**Try it**
Pick out the lines below with "SELECT" and list them.

Dataset entries
__________

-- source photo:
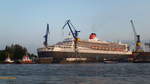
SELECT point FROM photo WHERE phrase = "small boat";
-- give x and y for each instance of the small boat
(107, 61)
(26, 60)
(8, 60)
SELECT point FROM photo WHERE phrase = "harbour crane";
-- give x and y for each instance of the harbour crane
(46, 36)
(138, 47)
(74, 33)
(72, 29)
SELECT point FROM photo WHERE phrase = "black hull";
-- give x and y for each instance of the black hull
(60, 57)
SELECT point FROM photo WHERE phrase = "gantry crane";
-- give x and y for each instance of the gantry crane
(138, 47)
(46, 36)
(74, 33)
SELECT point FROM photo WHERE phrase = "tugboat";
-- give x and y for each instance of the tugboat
(8, 60)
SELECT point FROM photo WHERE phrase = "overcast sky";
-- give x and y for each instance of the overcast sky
(24, 21)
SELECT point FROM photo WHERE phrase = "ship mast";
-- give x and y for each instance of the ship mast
(74, 33)
(46, 36)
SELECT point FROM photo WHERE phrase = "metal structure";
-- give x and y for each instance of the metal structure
(138, 47)
(74, 33)
(46, 36)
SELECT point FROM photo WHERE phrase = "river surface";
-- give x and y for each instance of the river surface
(120, 73)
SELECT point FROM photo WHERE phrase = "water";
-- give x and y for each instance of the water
(121, 73)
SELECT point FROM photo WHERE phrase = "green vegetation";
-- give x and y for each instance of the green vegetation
(15, 52)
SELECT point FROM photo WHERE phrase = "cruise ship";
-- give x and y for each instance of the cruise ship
(86, 51)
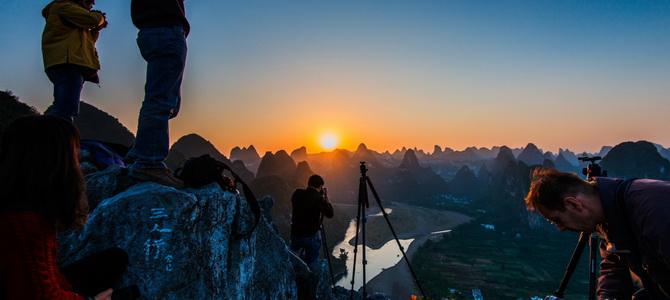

__________

**Result**
SELECT point FROM photo WHERE phrase = "small boat";
SELECT point FROM photo WHERE phrase = "harbour crane";
SELECT point FROM photo WHERE phrase = "black hull";
SELECT point FROM photo WHERE phrase = "gantry crane";
SELECT point FROM photo WHERE phrase = "tugboat";
SELECT point FROM photo WHERE phrase = "overcast sky";
SELECT point FROM photo WHERE phrase = "ship mast";
SELECT point FROM photo WHERE phrase = "metal structure";
SELECT point FROM photo WHERE phrase = "river surface";
SELECT point FROM photo WHERE phrase = "water";
SELECT point FROM photo WHERE phrase = "green vegetation";
SELECT point FROM photo WHERE phrase = "cruise ship";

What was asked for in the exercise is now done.